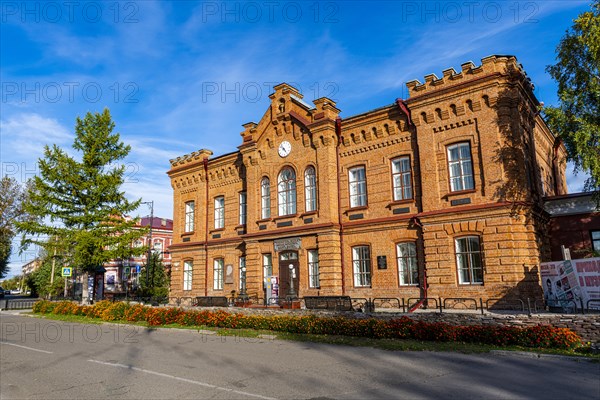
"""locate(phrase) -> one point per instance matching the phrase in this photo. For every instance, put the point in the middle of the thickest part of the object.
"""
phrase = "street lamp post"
(151, 205)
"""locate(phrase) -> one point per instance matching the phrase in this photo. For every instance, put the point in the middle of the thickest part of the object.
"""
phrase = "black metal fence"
(17, 304)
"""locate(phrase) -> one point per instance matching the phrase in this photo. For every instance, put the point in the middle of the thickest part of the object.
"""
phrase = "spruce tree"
(79, 200)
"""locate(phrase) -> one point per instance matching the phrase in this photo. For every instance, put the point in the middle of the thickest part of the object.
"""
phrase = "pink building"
(118, 271)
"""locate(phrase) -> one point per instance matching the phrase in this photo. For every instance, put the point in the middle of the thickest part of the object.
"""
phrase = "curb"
(527, 354)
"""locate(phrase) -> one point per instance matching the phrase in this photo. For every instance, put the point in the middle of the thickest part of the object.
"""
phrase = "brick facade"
(487, 113)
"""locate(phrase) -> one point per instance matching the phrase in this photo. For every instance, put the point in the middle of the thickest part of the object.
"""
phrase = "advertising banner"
(572, 283)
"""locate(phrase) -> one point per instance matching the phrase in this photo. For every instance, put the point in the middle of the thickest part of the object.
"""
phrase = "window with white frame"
(313, 269)
(361, 262)
(310, 189)
(358, 186)
(242, 265)
(286, 189)
(187, 275)
(158, 246)
(243, 208)
(218, 277)
(267, 265)
(595, 240)
(189, 216)
(265, 196)
(468, 260)
(460, 167)
(401, 178)
(408, 270)
(219, 212)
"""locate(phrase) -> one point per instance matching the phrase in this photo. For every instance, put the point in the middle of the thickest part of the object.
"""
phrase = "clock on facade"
(284, 148)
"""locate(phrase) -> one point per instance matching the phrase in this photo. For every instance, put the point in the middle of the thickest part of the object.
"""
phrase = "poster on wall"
(572, 283)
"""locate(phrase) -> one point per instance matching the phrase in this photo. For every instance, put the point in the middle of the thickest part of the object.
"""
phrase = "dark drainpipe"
(338, 131)
(205, 163)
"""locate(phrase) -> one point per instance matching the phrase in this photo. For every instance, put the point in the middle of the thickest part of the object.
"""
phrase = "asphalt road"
(43, 359)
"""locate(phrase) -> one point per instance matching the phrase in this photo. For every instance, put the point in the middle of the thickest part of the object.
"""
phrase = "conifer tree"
(79, 200)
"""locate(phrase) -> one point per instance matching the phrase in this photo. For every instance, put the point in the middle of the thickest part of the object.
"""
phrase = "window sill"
(355, 209)
(460, 193)
(398, 202)
(290, 216)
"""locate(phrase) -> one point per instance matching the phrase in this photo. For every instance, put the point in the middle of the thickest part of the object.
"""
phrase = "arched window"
(265, 195)
(286, 189)
(310, 189)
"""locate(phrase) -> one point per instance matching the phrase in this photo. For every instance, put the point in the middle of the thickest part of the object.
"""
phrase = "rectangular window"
(267, 265)
(219, 212)
(243, 208)
(595, 240)
(460, 167)
(242, 271)
(401, 178)
(189, 216)
(313, 269)
(468, 260)
(218, 274)
(408, 270)
(361, 261)
(187, 275)
(265, 198)
(358, 187)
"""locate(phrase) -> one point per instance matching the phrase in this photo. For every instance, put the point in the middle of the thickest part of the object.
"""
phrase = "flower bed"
(542, 336)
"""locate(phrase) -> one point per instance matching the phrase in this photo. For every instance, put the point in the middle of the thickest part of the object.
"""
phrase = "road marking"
(208, 385)
(25, 347)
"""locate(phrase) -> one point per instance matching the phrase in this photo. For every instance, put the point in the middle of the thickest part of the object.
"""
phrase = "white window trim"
(218, 271)
(219, 212)
(188, 269)
(189, 216)
(357, 189)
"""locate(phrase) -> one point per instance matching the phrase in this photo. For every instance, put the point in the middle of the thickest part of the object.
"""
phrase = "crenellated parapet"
(494, 65)
(192, 157)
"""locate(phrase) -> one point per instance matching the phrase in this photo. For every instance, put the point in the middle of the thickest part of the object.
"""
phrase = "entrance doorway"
(286, 259)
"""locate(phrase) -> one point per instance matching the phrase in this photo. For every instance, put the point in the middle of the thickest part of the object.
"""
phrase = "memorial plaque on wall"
(287, 244)
(229, 273)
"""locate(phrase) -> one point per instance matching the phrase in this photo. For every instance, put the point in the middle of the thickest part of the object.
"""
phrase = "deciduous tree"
(577, 118)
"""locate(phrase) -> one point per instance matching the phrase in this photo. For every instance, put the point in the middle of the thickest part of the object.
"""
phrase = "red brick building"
(440, 191)
(574, 224)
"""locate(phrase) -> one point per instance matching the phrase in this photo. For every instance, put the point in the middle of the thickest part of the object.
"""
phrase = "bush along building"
(439, 195)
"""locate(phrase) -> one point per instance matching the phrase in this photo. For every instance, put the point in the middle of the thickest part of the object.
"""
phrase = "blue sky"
(183, 75)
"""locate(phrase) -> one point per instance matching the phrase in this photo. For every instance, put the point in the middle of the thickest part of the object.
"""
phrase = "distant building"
(575, 224)
(162, 235)
(439, 195)
(31, 266)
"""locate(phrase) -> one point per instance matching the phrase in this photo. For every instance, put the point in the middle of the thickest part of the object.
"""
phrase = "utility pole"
(151, 204)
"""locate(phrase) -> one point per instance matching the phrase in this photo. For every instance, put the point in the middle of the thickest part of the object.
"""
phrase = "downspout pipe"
(403, 106)
(338, 132)
(205, 163)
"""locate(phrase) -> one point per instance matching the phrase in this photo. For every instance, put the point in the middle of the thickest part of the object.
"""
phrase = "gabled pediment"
(289, 116)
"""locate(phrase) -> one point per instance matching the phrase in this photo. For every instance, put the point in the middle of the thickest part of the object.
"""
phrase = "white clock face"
(284, 148)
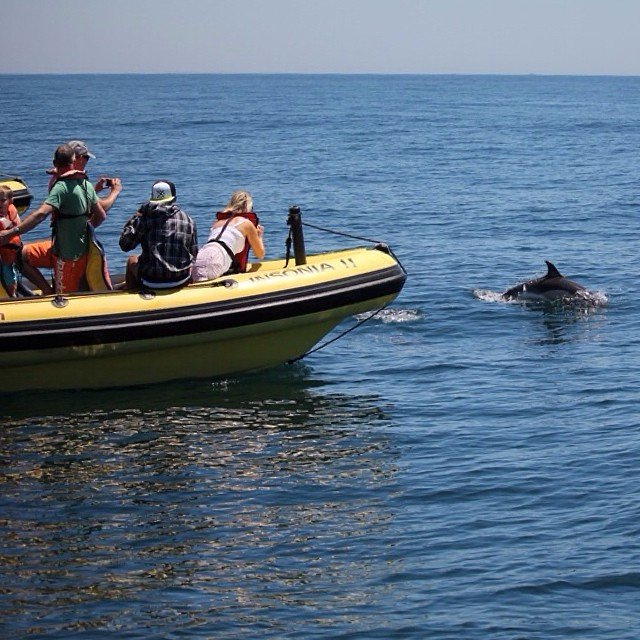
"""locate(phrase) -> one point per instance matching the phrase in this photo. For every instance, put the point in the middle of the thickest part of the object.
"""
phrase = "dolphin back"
(552, 286)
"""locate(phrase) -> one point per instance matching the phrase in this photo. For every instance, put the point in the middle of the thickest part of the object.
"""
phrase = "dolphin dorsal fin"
(552, 272)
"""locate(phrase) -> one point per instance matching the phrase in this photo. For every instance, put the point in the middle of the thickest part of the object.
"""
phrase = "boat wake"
(393, 316)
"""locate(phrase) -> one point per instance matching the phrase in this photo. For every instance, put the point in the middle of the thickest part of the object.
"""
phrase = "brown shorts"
(68, 275)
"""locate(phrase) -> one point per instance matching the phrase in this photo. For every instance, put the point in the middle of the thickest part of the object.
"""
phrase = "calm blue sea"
(457, 468)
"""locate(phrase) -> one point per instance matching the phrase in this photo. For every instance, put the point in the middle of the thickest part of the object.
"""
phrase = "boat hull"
(262, 318)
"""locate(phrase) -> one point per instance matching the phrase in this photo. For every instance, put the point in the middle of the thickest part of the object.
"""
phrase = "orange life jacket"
(239, 263)
(9, 251)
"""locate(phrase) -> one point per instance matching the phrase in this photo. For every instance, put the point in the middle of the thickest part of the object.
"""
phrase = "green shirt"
(72, 200)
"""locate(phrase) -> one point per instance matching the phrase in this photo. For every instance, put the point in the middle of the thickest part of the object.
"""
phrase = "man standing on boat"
(71, 203)
(38, 255)
(168, 238)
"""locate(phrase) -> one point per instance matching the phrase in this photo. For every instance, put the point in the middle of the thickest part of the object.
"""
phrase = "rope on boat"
(382, 245)
(341, 335)
(354, 237)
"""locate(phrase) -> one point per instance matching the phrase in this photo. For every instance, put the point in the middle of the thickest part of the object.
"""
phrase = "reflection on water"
(217, 508)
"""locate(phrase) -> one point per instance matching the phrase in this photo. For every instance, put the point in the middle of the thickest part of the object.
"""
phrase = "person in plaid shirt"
(168, 238)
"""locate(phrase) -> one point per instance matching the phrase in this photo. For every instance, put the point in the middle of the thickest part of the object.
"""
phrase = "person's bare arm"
(31, 221)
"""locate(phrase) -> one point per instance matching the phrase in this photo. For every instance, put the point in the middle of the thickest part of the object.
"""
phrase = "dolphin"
(552, 286)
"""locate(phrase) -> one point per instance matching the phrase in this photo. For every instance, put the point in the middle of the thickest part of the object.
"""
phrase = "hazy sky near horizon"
(321, 36)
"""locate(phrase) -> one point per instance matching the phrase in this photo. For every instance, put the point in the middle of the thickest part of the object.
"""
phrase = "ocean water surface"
(458, 467)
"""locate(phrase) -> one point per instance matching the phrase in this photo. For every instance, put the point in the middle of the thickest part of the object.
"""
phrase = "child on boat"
(9, 253)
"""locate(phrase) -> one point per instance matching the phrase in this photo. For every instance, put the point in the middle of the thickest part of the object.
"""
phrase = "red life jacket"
(240, 259)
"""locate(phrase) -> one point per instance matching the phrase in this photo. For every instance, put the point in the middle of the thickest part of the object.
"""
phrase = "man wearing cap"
(71, 203)
(168, 238)
(38, 255)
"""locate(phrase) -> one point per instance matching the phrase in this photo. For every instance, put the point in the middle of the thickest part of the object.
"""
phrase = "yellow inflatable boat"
(21, 195)
(271, 314)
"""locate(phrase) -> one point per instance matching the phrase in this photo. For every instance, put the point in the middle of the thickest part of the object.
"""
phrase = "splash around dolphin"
(553, 287)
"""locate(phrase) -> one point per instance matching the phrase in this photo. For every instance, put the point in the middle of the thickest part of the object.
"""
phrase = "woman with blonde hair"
(234, 231)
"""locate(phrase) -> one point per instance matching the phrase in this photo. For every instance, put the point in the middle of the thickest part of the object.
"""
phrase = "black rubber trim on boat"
(213, 316)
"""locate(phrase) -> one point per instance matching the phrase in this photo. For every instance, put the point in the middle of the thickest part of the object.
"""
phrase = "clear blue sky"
(309, 36)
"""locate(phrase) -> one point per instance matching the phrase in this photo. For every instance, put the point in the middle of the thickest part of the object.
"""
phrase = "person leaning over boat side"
(71, 203)
(234, 231)
(168, 238)
(38, 255)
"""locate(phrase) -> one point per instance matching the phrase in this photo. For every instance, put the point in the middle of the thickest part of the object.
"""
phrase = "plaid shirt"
(169, 242)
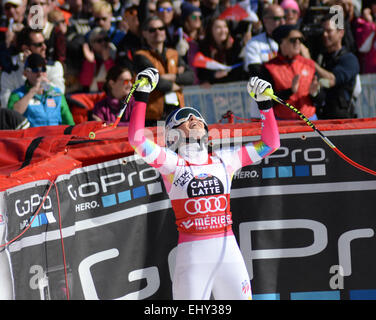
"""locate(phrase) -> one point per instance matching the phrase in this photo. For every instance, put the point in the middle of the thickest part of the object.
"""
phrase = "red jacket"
(282, 72)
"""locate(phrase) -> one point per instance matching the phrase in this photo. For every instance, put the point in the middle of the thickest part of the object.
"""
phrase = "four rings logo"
(206, 205)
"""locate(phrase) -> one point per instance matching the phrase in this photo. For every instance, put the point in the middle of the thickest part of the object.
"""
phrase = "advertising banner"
(304, 219)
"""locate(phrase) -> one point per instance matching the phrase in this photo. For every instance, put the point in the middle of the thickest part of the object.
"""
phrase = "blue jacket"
(48, 109)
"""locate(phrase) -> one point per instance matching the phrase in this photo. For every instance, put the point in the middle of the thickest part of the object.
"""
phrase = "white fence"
(220, 98)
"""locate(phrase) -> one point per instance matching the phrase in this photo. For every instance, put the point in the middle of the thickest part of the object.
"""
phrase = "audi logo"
(205, 205)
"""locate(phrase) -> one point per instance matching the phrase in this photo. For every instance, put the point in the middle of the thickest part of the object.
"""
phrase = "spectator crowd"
(58, 53)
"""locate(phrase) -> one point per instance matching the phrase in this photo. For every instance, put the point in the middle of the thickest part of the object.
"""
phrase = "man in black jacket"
(338, 70)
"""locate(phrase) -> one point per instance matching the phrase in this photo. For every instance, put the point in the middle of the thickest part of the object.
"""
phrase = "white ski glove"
(152, 75)
(256, 87)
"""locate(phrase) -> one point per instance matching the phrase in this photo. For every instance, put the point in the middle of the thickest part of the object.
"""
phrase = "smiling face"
(155, 34)
(193, 128)
(121, 87)
(291, 45)
(220, 31)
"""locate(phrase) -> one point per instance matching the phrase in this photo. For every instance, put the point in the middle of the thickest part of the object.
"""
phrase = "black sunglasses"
(102, 40)
(277, 18)
(294, 39)
(37, 44)
(169, 9)
(152, 30)
(37, 69)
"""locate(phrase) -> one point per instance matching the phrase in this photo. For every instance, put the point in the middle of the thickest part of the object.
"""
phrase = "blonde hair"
(55, 16)
(101, 6)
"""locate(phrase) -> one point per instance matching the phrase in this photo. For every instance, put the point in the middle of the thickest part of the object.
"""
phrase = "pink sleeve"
(87, 73)
(363, 31)
(254, 151)
(137, 124)
(164, 160)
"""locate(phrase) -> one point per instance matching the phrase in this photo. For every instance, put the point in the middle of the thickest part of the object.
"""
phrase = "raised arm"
(255, 151)
(160, 158)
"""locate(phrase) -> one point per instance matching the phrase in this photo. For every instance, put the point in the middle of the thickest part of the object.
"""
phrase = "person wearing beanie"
(37, 100)
(192, 33)
(292, 11)
(291, 75)
(198, 183)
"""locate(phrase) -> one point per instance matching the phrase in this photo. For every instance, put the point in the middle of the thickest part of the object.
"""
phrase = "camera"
(312, 29)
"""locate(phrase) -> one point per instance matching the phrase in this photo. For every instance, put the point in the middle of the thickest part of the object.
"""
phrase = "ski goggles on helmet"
(178, 117)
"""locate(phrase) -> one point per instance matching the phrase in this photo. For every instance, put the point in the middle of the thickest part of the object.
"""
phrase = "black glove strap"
(265, 105)
(141, 96)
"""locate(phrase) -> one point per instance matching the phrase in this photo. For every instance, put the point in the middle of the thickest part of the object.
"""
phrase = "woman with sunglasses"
(198, 182)
(292, 75)
(117, 86)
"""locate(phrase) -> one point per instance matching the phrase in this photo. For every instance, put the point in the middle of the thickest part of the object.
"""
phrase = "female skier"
(208, 259)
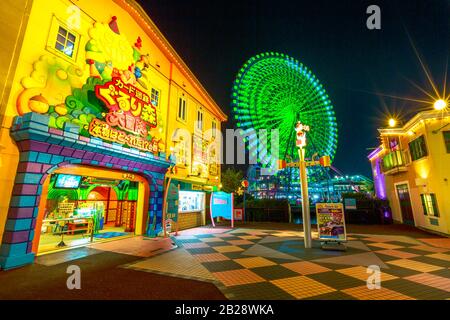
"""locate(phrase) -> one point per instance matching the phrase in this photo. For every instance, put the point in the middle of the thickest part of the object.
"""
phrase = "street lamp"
(392, 122)
(440, 104)
(301, 130)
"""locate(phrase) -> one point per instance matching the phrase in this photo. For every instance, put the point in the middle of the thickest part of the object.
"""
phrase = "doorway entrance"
(81, 209)
(405, 204)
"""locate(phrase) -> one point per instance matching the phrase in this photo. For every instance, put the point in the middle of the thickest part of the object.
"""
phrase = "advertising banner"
(238, 213)
(221, 205)
(172, 203)
(331, 221)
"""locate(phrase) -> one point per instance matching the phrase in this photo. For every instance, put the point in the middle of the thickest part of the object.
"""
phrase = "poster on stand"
(331, 221)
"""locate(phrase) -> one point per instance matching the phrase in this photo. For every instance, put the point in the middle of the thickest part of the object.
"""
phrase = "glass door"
(405, 204)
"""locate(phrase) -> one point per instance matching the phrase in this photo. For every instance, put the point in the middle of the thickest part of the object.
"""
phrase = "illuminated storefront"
(88, 126)
(410, 169)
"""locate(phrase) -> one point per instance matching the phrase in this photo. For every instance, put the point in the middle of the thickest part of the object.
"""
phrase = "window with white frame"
(154, 96)
(429, 204)
(62, 40)
(199, 122)
(182, 109)
(214, 128)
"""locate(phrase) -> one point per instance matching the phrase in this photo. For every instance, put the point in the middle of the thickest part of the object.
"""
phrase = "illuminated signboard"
(331, 221)
(130, 110)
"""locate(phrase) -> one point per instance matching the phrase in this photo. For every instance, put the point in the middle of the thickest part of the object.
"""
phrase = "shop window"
(418, 148)
(429, 205)
(199, 123)
(181, 153)
(446, 135)
(154, 96)
(62, 40)
(182, 109)
(214, 129)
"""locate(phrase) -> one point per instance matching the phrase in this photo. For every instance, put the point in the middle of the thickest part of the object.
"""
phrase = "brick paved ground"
(260, 264)
(250, 262)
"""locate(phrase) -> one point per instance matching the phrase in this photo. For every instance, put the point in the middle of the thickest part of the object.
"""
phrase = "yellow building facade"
(91, 87)
(411, 169)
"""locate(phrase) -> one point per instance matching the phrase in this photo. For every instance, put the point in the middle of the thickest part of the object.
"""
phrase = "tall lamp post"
(301, 130)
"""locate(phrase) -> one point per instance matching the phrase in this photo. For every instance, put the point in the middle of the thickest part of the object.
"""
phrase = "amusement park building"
(410, 169)
(95, 107)
(284, 186)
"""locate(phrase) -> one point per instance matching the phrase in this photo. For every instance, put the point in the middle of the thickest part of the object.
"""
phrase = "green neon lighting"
(273, 90)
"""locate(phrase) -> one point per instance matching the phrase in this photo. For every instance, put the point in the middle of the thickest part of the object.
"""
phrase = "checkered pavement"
(248, 264)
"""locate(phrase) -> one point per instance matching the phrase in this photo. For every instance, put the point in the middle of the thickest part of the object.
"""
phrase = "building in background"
(411, 169)
(286, 185)
(96, 105)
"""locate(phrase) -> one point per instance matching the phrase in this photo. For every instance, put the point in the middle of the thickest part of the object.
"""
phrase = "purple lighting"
(380, 187)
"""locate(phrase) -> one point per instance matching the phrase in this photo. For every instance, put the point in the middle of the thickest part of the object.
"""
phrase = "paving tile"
(397, 253)
(240, 242)
(443, 273)
(337, 295)
(225, 235)
(136, 246)
(210, 257)
(440, 256)
(254, 262)
(384, 245)
(274, 272)
(357, 245)
(362, 274)
(65, 256)
(176, 263)
(364, 293)
(438, 242)
(212, 239)
(201, 250)
(237, 277)
(337, 280)
(223, 249)
(258, 291)
(264, 251)
(361, 259)
(305, 267)
(431, 280)
(195, 245)
(224, 265)
(250, 237)
(415, 290)
(433, 261)
(377, 239)
(428, 248)
(302, 287)
(414, 265)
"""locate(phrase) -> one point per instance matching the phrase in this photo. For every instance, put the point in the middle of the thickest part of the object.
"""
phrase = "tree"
(231, 180)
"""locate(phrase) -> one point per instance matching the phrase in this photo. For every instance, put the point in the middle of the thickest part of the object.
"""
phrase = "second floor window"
(214, 128)
(65, 42)
(429, 205)
(182, 109)
(199, 123)
(446, 135)
(418, 148)
(154, 96)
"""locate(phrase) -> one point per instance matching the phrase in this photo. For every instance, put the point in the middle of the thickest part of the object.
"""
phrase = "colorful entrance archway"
(42, 151)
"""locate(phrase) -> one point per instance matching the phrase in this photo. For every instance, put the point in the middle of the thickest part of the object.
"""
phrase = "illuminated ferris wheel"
(274, 91)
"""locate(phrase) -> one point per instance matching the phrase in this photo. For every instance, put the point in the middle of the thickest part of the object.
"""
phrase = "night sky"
(330, 37)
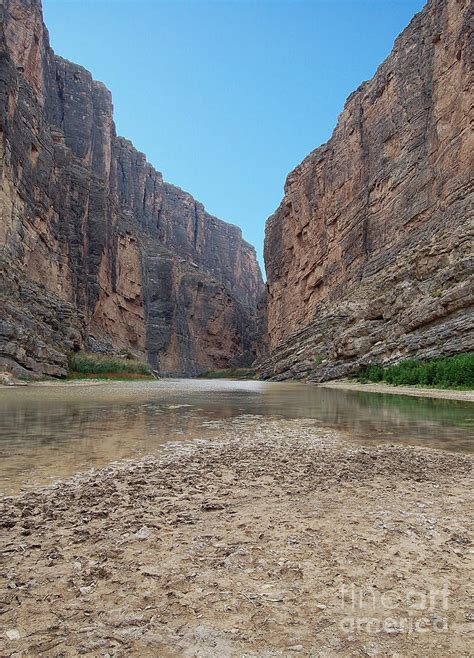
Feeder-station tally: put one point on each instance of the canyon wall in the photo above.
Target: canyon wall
(97, 251)
(369, 256)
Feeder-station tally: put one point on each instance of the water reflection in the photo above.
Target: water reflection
(47, 433)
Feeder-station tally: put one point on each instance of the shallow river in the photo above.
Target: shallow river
(49, 432)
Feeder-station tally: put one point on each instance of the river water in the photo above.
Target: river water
(51, 432)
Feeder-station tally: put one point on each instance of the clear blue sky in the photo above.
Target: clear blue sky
(226, 97)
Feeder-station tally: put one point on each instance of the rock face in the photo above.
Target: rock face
(369, 256)
(97, 251)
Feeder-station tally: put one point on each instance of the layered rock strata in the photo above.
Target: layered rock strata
(97, 251)
(369, 256)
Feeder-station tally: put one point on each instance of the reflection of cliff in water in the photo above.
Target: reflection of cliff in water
(48, 433)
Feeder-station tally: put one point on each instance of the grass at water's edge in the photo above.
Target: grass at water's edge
(84, 365)
(451, 372)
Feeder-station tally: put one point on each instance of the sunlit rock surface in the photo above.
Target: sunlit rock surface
(369, 256)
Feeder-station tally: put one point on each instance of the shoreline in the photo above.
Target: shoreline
(240, 544)
(438, 393)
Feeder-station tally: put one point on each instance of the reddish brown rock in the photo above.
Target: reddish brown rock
(97, 251)
(369, 256)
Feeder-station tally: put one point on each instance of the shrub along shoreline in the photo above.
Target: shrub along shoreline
(445, 372)
(85, 365)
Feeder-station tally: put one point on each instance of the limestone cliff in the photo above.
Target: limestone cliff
(97, 251)
(369, 256)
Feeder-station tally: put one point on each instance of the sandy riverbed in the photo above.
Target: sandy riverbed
(351, 385)
(259, 543)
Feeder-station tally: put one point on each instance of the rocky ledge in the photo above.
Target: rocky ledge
(98, 251)
(369, 256)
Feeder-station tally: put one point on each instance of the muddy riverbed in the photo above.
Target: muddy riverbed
(275, 538)
(52, 432)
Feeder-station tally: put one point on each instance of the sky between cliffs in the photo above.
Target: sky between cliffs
(226, 97)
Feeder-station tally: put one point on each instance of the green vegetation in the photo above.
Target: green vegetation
(446, 372)
(230, 373)
(86, 365)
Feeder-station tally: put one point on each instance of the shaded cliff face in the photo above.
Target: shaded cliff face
(369, 256)
(97, 250)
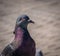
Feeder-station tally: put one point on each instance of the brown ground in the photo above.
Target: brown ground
(45, 31)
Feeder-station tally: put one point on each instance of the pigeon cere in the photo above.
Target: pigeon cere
(23, 44)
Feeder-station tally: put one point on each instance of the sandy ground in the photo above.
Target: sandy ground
(45, 31)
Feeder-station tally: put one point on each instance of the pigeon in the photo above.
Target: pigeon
(23, 44)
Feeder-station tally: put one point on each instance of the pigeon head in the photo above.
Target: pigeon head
(23, 21)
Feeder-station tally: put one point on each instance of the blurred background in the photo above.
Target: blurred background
(45, 31)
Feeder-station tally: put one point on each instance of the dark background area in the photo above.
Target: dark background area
(45, 31)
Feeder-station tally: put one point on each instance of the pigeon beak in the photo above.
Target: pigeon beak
(30, 21)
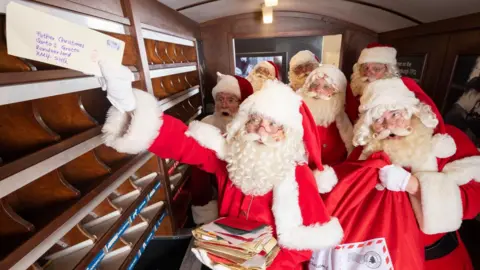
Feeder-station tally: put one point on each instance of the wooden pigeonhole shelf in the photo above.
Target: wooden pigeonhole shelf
(67, 201)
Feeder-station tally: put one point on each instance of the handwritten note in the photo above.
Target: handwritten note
(411, 66)
(58, 42)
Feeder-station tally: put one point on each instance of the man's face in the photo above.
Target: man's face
(305, 69)
(226, 104)
(374, 71)
(392, 125)
(264, 130)
(322, 89)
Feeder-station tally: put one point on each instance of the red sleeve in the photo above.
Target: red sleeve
(351, 105)
(470, 192)
(173, 143)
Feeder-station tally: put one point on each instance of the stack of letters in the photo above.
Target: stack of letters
(237, 244)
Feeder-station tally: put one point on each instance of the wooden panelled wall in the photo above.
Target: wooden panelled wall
(66, 200)
(217, 36)
(442, 42)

## [PROBLEM]
Take the material above and output only the lines from the one that contains "Target: sunlit rock surface" through the one that contains "sandy ground in the photo above.", ends included and images left out.

## [ANSWER TO THE EXERCISE]
Target: sunlit rock surface
(369, 256)
Feeder-station tally: put one point on each instance of the shoreline in the photo above.
Target: shoreline
(240, 544)
(438, 393)
Feeder-station tally: put one point on each instance of the reddish brown rock in the photo above.
Target: reddish brown rock
(97, 251)
(369, 256)
Feeder-station tally: put one point on each instance of the shrub along shoreline in the photo above.
Target: shrub along shoreline
(445, 372)
(85, 365)
Feeder-station tally: put one point on each instance of the limestone cliff in the photo above.
Target: limestone cliff
(97, 251)
(369, 256)
Feeder-station tally: put one point on each instance of the sandy riverbed in the photo above.
Target: sandy riverbed
(351, 385)
(259, 543)
Feeder-station tally: put one point on each instance of the rocky ledge in the photo above.
Target: rocky ledge
(98, 251)
(369, 256)
Feeder-station tally: put one point on each instance of the muddy riverbed in the photo above.
Target: muddy riverbed
(275, 538)
(52, 432)
Feeder-station tally: put one point on each instance of the sky between cliffs in the photo above.
Target: sky between cliffs
(226, 97)
Feeder-station tally: put one point on each instance of the green vegetation in the photo above.
Target: green vegetation
(446, 372)
(230, 373)
(86, 365)
Feeder-station tally: put one point on each instance of the shaded cliff face in the photo above.
Target: shaded cliff face
(369, 256)
(97, 250)
Feeder-station tally: put one point on each instance of the brown ground in the photo above.
Target: brown ground
(45, 31)
Feeder-station tally: put one point on each instance of the pigeon cere in the photo above.
Target: pigeon cere
(23, 44)
Feeder-station tally: put one point on each instance of the sandy ground in the photo above.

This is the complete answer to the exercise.